(Exercise) Starting with the line that mentions "Prompted segmentation: an", repeat each line verbatim until the entries end, both ends included.

Saved entries:
===============

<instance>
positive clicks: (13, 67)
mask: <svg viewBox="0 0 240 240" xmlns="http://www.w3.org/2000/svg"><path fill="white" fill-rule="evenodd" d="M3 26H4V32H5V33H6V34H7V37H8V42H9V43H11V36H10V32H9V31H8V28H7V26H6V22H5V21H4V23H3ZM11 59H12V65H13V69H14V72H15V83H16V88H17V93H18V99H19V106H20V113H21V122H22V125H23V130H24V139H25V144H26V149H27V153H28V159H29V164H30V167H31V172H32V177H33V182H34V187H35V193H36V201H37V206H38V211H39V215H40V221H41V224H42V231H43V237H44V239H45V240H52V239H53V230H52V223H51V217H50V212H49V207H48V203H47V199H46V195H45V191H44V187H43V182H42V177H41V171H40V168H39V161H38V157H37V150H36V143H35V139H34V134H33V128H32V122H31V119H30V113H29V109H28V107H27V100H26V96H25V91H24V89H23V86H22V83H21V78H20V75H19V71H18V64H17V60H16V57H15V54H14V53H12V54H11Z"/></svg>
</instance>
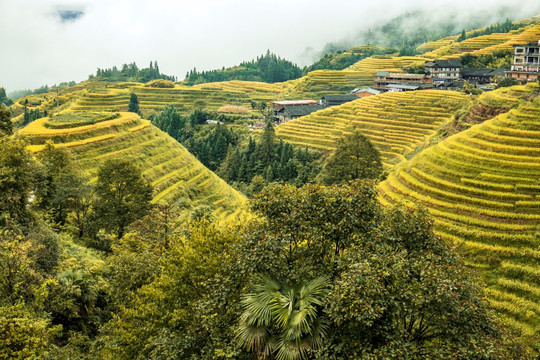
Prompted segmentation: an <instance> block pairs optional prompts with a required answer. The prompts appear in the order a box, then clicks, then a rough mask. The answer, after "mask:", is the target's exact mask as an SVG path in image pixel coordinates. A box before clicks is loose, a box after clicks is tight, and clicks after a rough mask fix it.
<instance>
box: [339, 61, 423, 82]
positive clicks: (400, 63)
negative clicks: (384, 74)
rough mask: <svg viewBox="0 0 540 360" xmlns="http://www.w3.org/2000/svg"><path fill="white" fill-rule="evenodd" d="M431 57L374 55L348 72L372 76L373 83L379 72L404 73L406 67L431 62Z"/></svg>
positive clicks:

===============

(Result for this exercise)
Prompted segmentation: an <instance> block pairs optional prompts with a required answer. The prompts appear in the order a box, then clicks, then a rough mask. The answer, after "mask:", is the target's exact mask as an SVG path in image pixel coordinates. A box before clicks is loose, a box after clicks is tight, and clicks after a rough mask fix it.
<instance>
box: [339, 61, 423, 82]
positive clicks: (400, 63)
negative clicks: (384, 74)
rough mask: <svg viewBox="0 0 540 360" xmlns="http://www.w3.org/2000/svg"><path fill="white" fill-rule="evenodd" d="M431 57L374 55L348 72L372 76L373 83L379 72L404 73L406 67L431 62Z"/></svg>
positive clicks:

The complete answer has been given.